→ **Work instructions**
Look below for the line with "Identify the round", and from there restate every line word for word until the entries end.

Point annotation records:
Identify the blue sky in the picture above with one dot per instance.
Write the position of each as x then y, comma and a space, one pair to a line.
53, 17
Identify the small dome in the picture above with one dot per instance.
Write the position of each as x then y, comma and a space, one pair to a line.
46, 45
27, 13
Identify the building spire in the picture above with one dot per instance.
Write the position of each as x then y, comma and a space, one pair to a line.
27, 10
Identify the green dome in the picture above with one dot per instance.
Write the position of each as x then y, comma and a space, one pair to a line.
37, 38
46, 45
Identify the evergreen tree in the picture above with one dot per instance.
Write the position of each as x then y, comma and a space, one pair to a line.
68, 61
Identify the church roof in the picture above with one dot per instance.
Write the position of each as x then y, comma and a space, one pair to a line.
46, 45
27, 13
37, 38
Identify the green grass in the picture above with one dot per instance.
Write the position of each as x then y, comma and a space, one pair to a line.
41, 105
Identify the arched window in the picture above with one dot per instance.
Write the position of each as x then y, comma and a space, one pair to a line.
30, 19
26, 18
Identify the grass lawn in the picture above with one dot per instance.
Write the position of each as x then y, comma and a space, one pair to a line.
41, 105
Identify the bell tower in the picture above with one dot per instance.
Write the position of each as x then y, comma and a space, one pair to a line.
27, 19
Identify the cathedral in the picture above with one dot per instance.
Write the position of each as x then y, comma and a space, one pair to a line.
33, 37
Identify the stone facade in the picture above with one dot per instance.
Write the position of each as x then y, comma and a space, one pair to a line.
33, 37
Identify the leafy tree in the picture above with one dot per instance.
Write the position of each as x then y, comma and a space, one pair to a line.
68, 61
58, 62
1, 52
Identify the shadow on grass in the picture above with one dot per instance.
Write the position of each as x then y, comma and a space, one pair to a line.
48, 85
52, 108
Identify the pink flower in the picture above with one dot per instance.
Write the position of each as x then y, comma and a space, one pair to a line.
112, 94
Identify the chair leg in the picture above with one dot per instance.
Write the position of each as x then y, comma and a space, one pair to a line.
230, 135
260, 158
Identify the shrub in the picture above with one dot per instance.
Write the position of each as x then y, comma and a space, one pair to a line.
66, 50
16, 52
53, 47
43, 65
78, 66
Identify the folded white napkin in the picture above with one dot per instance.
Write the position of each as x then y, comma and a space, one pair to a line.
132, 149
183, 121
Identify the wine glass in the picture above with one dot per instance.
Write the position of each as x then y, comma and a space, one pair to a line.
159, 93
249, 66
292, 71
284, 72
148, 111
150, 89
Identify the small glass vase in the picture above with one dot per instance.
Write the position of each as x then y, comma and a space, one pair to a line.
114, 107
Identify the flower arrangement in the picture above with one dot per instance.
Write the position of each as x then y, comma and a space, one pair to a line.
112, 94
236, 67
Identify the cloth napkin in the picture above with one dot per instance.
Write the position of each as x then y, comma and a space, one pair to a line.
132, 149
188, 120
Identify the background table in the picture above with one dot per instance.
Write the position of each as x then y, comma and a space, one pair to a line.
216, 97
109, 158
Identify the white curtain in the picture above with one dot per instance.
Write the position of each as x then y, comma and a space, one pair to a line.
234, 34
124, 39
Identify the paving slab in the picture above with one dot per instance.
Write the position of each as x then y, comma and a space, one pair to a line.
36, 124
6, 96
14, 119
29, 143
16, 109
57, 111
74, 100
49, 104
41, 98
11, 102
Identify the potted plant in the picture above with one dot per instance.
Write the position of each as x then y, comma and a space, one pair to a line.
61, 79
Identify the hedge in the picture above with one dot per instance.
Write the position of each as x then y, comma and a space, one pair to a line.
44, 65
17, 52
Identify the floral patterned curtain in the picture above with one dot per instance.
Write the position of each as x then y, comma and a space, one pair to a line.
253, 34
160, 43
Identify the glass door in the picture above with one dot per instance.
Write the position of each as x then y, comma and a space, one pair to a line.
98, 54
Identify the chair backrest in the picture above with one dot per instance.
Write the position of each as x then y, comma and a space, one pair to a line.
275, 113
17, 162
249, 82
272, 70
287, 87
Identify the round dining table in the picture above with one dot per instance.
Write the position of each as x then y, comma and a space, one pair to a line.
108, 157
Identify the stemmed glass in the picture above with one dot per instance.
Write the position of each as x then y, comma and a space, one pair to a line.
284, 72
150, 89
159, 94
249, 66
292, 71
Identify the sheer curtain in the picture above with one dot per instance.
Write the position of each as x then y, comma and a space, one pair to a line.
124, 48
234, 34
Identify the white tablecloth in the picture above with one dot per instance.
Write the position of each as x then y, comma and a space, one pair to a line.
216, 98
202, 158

→ **Task solution**
Identify the round dining table in the picture above with one dot per instance.
Write the position of each as x then y, comma and a space, one pair to a line.
108, 157
Identify the stemmed glass in the picture above with one dot per instance.
Write the position of each as x then y, comma and a space, one pair to a line.
284, 72
150, 89
159, 94
249, 66
292, 71
Identify the sheer curtain in the picture above with one dot per instance.
Write the position of each as x then y, comma and a space, one pair to a line.
124, 48
234, 34
Identify the white tablecloth in the picture above with one dot per instance.
Write the position of each as x then y, comma and a space, one pair to a line.
216, 98
202, 158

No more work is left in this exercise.